→ WHAT YOU HAVE TO DO:
Look through the listing below and report every line that contains "pole".

→ LISTED ENTRIES:
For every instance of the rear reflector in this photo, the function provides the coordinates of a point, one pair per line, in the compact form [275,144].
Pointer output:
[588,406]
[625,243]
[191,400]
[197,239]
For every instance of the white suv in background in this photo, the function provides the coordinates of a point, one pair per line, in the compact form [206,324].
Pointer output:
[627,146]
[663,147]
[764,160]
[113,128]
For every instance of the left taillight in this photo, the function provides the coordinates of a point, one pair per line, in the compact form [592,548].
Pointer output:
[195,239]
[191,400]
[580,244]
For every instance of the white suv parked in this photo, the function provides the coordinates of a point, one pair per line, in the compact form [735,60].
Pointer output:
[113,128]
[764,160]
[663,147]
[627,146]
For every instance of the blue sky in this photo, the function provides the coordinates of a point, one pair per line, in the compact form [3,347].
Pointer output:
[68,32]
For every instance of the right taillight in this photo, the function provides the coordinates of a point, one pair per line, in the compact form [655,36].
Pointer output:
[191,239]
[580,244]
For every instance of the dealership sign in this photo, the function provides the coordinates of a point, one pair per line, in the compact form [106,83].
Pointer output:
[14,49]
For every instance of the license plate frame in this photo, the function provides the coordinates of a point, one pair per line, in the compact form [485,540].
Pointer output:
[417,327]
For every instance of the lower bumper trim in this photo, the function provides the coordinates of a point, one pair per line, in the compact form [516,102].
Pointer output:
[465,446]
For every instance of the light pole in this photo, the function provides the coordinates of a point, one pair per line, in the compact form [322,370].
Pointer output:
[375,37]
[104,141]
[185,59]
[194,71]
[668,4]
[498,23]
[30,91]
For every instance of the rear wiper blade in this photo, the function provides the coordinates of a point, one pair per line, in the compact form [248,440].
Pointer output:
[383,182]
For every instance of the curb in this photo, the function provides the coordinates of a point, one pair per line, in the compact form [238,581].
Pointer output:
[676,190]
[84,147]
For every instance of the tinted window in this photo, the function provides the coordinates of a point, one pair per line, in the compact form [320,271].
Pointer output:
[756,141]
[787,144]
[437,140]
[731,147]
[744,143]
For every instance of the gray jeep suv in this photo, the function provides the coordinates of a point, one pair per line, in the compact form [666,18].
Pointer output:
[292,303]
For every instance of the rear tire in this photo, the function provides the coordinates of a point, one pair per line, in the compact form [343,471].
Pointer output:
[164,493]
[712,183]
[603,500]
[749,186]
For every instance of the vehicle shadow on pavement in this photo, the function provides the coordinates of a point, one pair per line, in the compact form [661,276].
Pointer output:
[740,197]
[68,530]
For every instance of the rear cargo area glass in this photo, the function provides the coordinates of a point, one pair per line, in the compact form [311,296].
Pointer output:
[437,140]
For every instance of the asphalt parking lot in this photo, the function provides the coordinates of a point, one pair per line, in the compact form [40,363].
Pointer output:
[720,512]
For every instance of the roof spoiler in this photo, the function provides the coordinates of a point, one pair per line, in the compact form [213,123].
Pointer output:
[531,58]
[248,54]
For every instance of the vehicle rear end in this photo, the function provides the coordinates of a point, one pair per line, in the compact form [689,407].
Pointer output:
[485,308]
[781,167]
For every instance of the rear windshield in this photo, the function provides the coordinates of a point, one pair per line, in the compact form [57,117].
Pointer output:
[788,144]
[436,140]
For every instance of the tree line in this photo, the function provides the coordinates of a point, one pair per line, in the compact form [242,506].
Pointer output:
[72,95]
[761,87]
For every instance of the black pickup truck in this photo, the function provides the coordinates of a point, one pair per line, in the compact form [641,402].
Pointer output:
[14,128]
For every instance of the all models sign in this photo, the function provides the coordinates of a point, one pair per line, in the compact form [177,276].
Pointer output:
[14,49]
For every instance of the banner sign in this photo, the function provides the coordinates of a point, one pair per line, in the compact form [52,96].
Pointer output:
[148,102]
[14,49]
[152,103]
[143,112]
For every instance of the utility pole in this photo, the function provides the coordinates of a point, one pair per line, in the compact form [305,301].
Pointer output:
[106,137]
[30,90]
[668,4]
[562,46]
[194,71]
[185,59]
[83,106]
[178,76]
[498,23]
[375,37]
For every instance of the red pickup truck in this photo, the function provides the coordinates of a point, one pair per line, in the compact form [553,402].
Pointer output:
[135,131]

→ EXERCISE RESPONSE:
For every instance of the light pole in this photo, the function provides the coordinates of a point, one pair per line, in the compact form [322,370].
For every instance of the utility pole in this photo, the function provides the coordinates of a point, one pair per line, in the compact form [305,301].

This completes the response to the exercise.